**Extrait de page**
════
J’ai longtemps lu pour m’imprégner d’autres mondes, d’autres personnages dans lesquels mes émotions trouvaient un reflet, un écho, un partage. Je pouvais alors me laisser aller à les vivre pleinement, dans ma solitude assumée de lectrice. Toujours, cela réconfortait mes questionnements, les légitimait. Je me sentais davantage partie prenante d’une foule d’humains, vaquant fébrilement à leurs occupations, tentant d’esquiver, de compenser, d’occulter ces éternelles questions, toujours sans réponse. Pourquoi vivons-nous ? Quel est le but de notre finitude ? Avons-nous toujours le libre arbitre sur le chemin de nos vies ? Lire, m’a permis de savoir que chacun d’entre nous, et pas seulement dans les romans, étions habités, motivés, paralysés par nos émotions. Je me sentais moins seule. C’est ça.
════
**Données fournies**
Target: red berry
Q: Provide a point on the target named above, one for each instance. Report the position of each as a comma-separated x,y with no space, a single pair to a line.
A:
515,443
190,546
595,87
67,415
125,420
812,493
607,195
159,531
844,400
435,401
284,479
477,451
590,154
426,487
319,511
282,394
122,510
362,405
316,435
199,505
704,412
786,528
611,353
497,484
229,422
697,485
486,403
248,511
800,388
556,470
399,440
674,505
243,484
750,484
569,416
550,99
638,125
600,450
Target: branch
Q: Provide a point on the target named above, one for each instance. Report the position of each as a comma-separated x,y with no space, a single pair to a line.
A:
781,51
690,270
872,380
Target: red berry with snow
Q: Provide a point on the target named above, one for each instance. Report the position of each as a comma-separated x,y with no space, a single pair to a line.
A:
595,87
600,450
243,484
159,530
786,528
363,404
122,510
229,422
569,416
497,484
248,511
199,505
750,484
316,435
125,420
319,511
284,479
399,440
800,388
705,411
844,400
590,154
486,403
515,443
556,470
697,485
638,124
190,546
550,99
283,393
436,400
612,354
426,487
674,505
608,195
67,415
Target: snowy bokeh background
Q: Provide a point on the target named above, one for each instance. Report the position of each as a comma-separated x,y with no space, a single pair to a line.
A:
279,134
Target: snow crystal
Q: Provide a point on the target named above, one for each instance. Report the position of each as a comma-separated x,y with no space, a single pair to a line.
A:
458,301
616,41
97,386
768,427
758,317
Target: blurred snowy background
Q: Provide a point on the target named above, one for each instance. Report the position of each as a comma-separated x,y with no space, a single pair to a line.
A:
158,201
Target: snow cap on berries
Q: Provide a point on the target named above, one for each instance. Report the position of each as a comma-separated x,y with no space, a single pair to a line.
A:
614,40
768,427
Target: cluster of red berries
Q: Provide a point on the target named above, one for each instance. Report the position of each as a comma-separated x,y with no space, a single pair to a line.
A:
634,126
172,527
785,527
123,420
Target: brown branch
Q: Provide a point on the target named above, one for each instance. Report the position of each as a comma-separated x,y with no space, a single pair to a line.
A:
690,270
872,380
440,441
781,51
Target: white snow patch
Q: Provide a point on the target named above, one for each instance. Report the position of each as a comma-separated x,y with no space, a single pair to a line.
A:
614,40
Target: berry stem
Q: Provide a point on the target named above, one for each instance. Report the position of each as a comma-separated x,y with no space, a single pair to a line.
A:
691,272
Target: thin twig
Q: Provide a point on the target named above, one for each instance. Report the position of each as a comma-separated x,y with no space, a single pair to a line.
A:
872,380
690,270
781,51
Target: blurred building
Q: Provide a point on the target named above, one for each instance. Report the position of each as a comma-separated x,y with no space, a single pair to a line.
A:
════
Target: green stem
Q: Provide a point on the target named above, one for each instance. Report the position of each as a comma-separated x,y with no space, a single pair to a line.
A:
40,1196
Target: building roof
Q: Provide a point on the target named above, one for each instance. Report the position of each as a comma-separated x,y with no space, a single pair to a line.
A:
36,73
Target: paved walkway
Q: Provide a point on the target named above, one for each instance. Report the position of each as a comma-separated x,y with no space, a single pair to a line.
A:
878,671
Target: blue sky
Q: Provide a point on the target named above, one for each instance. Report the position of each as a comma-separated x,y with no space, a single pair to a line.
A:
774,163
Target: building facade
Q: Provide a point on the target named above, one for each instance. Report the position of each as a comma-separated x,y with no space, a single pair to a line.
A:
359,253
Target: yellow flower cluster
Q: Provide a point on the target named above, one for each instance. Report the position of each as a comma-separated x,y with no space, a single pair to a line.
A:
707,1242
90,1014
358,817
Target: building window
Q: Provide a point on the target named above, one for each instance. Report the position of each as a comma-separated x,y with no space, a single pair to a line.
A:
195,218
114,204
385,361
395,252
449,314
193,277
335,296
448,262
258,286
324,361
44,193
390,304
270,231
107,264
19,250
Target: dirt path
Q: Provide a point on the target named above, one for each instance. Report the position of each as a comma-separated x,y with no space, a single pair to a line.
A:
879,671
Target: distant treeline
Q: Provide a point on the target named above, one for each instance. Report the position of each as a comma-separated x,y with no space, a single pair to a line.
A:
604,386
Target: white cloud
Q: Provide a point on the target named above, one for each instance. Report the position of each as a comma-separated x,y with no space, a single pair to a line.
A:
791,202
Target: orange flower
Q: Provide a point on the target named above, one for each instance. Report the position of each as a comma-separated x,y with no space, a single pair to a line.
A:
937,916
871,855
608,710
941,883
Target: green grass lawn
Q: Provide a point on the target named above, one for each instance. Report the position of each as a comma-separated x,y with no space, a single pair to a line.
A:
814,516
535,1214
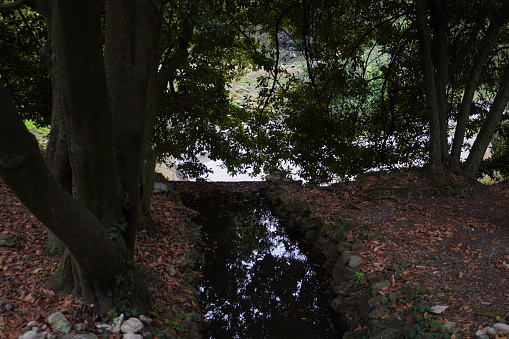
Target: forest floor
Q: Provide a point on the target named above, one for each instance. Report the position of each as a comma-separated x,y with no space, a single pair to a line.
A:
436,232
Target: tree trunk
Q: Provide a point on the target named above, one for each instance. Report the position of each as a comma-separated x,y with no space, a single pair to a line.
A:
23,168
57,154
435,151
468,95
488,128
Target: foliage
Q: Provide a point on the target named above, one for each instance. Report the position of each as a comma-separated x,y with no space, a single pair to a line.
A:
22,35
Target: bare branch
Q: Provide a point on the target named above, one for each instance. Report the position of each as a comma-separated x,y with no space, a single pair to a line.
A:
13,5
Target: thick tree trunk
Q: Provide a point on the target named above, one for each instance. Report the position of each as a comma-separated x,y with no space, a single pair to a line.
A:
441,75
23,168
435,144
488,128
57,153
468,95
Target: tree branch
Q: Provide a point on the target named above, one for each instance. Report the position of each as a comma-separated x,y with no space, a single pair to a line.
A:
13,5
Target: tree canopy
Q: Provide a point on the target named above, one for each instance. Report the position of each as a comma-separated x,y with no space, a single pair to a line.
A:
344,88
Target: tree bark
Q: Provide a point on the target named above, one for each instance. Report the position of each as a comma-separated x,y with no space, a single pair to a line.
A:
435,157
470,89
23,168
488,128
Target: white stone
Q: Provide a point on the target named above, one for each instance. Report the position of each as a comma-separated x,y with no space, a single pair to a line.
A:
════
**Exercices proposés**
• a. Dans l'extrait sur la lecture, par quoi chacun d'entre nous est-il habité, motivé et paralysé ?
• b. Recopiez le passage de l'extrait sur la lecture qui commence aux mots « J’ai longtemps lu » et s'arrête après les mots « seule. C’est ça. ».

**Réponses aux exercices**
• a. Par nos émotions.

• b.
J’ai longtemps lu pour m’imprégner d’autres mondes, d’autres personnages dans lesquels mes émotions trouvaient un reflet, un écho, un partage. Je pouvais alors me laisser aller à les vivre pleinement, dans ma solitude assumée de lectrice. Toujours, cela réconfortait mes questionnements, les légitimait. Je me sentais davantage partie prenante d’une foule d’humains, vaquant fébrilement à leurs occupations, tentant d’esquiver, de compenser, d’occulter ces éternelles questions, toujours sans réponse. Pourquoi vivons-nous ? Quel est le but de notre finitude ? Avons-nous toujours le libre arbitre sur le chemin de nos vies ? Lire, m’a permis de savoir que chacun d’entre nous, et pas seulement dans les romans, étions habités, motivés, paralysés par nos émotions. Je me sentais moins seule. C’est ça.